Transcribe the lines below verbatim, leaving out the pictures.

(Collected data entries)
┌────────

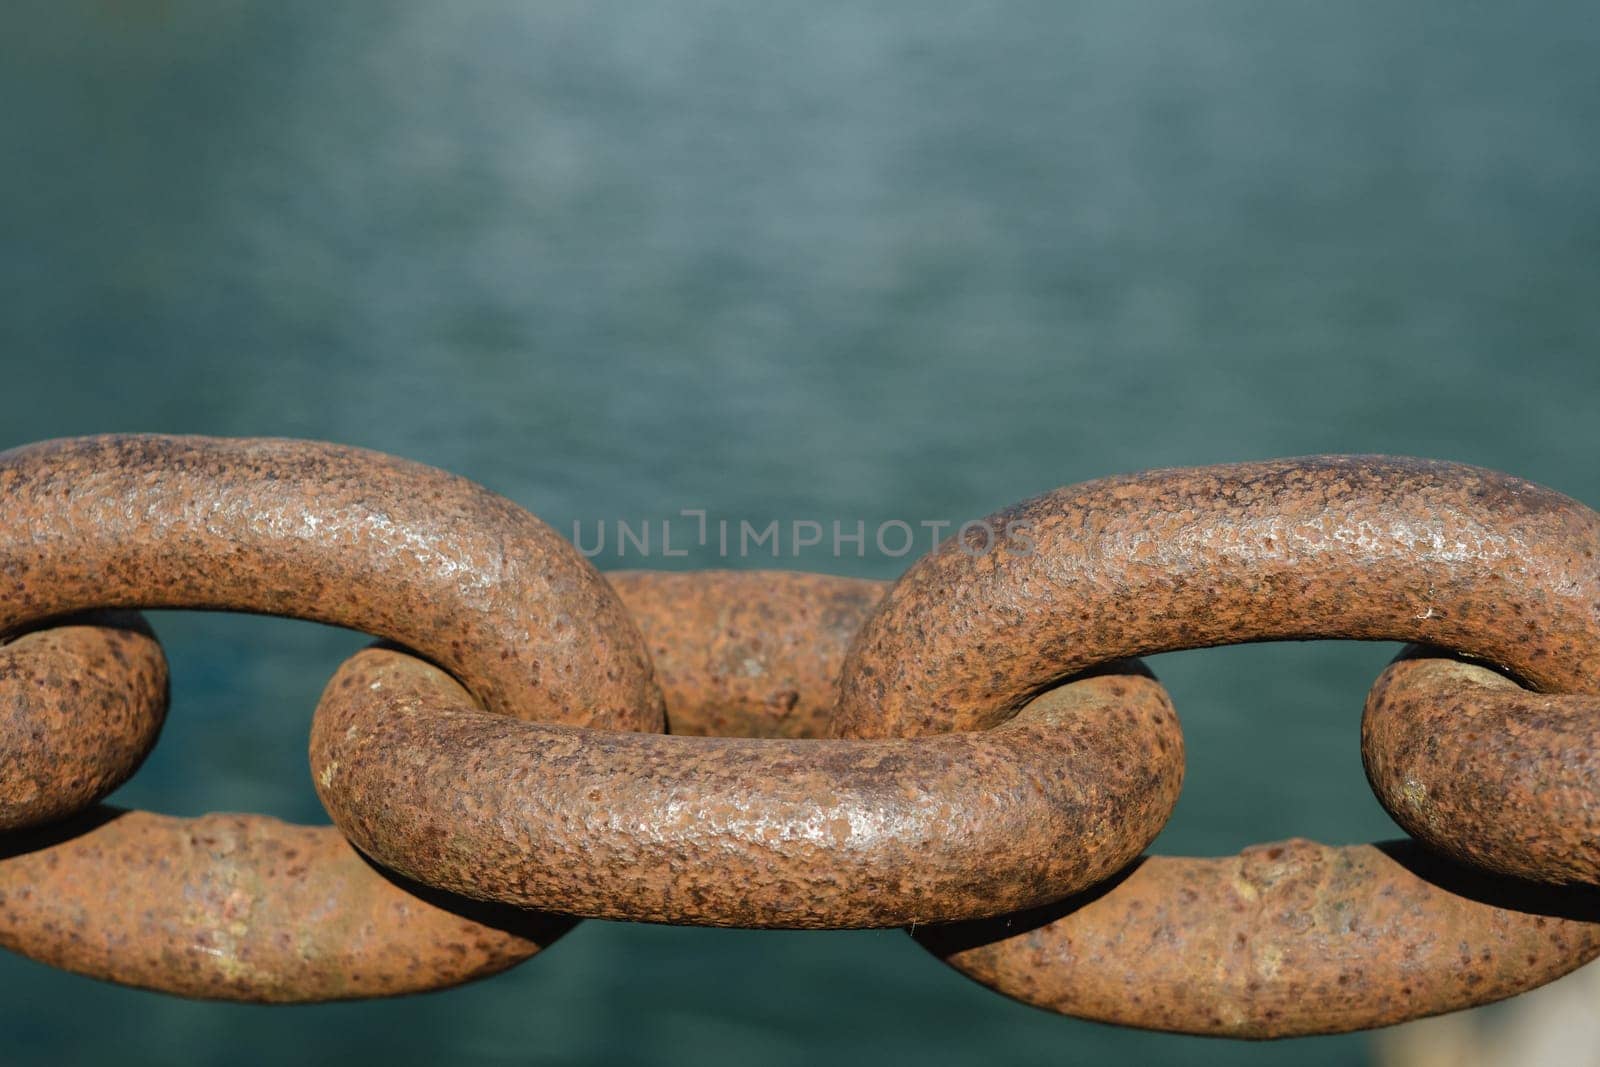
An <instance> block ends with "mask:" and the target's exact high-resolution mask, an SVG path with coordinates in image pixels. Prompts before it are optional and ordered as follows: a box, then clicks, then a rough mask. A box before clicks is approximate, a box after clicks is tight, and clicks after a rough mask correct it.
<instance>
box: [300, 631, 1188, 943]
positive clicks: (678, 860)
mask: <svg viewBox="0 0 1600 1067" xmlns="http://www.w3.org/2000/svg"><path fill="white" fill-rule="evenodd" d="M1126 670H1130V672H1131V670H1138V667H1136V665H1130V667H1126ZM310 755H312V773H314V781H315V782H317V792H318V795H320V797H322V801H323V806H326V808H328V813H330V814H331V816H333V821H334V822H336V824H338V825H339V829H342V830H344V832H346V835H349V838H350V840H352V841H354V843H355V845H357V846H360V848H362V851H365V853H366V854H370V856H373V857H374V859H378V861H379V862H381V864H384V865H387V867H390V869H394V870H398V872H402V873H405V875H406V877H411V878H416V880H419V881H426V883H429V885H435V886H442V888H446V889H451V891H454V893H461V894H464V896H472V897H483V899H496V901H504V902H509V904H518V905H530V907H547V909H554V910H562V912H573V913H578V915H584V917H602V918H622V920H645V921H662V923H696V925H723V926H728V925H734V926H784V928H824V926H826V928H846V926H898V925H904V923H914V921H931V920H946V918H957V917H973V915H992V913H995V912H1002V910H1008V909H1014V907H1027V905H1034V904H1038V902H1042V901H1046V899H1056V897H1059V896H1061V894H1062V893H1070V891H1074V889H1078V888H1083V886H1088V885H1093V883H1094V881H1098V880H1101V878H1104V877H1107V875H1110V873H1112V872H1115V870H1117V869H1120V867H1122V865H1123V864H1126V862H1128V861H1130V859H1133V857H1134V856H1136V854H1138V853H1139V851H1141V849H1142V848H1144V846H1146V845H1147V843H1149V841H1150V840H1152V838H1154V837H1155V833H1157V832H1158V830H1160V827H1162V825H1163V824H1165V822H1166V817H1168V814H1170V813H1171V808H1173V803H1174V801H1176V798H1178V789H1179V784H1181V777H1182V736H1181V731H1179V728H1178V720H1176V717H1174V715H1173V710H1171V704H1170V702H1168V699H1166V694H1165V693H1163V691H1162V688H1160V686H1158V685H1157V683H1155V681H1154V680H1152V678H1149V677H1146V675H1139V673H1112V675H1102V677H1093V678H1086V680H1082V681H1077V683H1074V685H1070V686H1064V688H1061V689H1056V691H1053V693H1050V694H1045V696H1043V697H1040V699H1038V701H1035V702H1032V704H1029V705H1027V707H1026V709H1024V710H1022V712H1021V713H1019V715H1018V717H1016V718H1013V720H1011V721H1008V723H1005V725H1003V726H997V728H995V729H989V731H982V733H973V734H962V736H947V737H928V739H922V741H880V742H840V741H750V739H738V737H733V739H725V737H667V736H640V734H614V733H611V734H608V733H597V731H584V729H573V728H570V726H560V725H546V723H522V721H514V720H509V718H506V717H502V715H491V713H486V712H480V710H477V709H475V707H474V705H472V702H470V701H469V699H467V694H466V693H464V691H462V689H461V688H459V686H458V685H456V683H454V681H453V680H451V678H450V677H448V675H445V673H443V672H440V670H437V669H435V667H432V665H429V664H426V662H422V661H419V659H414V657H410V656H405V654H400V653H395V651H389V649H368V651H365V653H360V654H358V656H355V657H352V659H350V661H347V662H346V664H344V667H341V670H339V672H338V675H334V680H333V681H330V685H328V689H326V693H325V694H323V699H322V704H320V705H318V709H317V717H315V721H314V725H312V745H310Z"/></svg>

└────────

SOLUTION:
An <instance> block ends with "mask:" and the target's exact high-resolution mask, an SVG path with coordinates in image pixels. Prompts before it are optional and ordered as follows: a box, then clicks, then a rough mask. A box before clicks is approximate, a box after clicks is tight, and clicks after a rough mask correct it.
<instance>
box: [300, 631, 1188, 943]
positive clicks: (678, 860)
mask: <svg viewBox="0 0 1600 1067" xmlns="http://www.w3.org/2000/svg"><path fill="white" fill-rule="evenodd" d="M1126 670H1130V672H1131V670H1138V667H1136V665H1130V667H1126ZM310 755H312V773H314V781H315V782H317V792H318V795H320V797H322V801H323V806H326V808H328V813H330V814H331V816H333V821H334V822H336V824H338V825H339V829H342V830H344V832H346V835H349V838H350V840H352V841H354V843H355V845H357V846H360V848H362V851H365V853H366V854H370V856H373V857H374V859H378V861H379V862H381V864H384V865H387V867H390V869H394V870H398V872H402V873H405V875H406V877H411V878H416V880H419V881H426V883H429V885H435V886H442V888H446V889H451V891H454V893H461V894H464V896H472V897H483V899H496V901H504V902H509V904H518V905H530V907H547V909H554V910H562V912H573V913H578V915H584V917H602V918H622V920H645V921H662V923H696V925H723V926H728V925H734V926H784V928H824V926H826V928H846V926H898V925H904V923H914V921H931V920H946V918H957V917H973V915H992V913H995V912H1002V910H1008V909H1014V907H1027V905H1034V904H1038V902H1042V901H1046V899H1056V897H1059V896H1061V894H1062V893H1070V891H1074V889H1078V888H1083V886H1088V885H1093V883H1094V881H1098V880H1101V878H1104V877H1107V875H1110V873H1112V872H1115V870H1117V869H1120V867H1122V865H1123V864H1126V862H1128V861H1130V859H1133V857H1134V856H1136V854H1138V853H1139V851H1141V849H1142V848H1144V846H1146V845H1147V843H1149V841H1150V840H1152V838H1154V837H1155V833H1157V832H1158V830H1160V827H1162V825H1163V824H1165V822H1166V817H1168V814H1170V813H1171V808H1173V803H1174V801H1176V798H1178V789H1179V784H1181V777H1182V736H1181V731H1179V728H1178V720H1176V717H1174V715H1173V710H1171V704H1170V702H1168V699H1166V694H1165V693H1163V691H1162V688H1160V686H1158V685H1157V683H1155V681H1154V680H1152V678H1149V677H1146V675H1139V673H1112V675H1102V677H1093V678H1086V680H1082V681H1077V683H1074V685H1070V686H1064V688H1061V689H1056V691H1053V693H1050V694H1045V696H1043V697H1040V699H1038V701H1035V702H1032V704H1029V705H1027V707H1026V709H1024V710H1022V712H1021V713H1019V715H1018V717H1016V718H1013V720H1011V721H1008V723H1005V725H1003V726H997V728H995V729H989V731H982V733H973V734H962V736H947V737H928V739H922V741H880V742H840V741H750V739H738V737H733V739H725V737H667V736H640V734H614V733H611V734H608V733H597V731H584V729H573V728H570V726H560V725H546V723H522V721H514V720H509V718H506V717H502V715H491V713H486V712H480V710H477V709H475V707H474V705H472V702H470V701H469V699H467V694H466V693H464V691H462V689H461V688H459V686H458V685H456V683H454V681H453V680H451V678H450V677H448V675H445V673H443V672H440V670H437V669H435V667H432V665H429V664H426V662H422V661H419V659H414V657H410V656H405V654H400V653H395V651H389V649H368V651H365V653H360V654H358V656H355V657H352V659H350V661H347V662H346V664H344V667H341V670H339V672H338V675H334V680H333V681H330V685H328V689H326V693H325V694H323V699H322V704H320V705H318V709H317V717H315V721H314V725H312V745H310Z"/></svg>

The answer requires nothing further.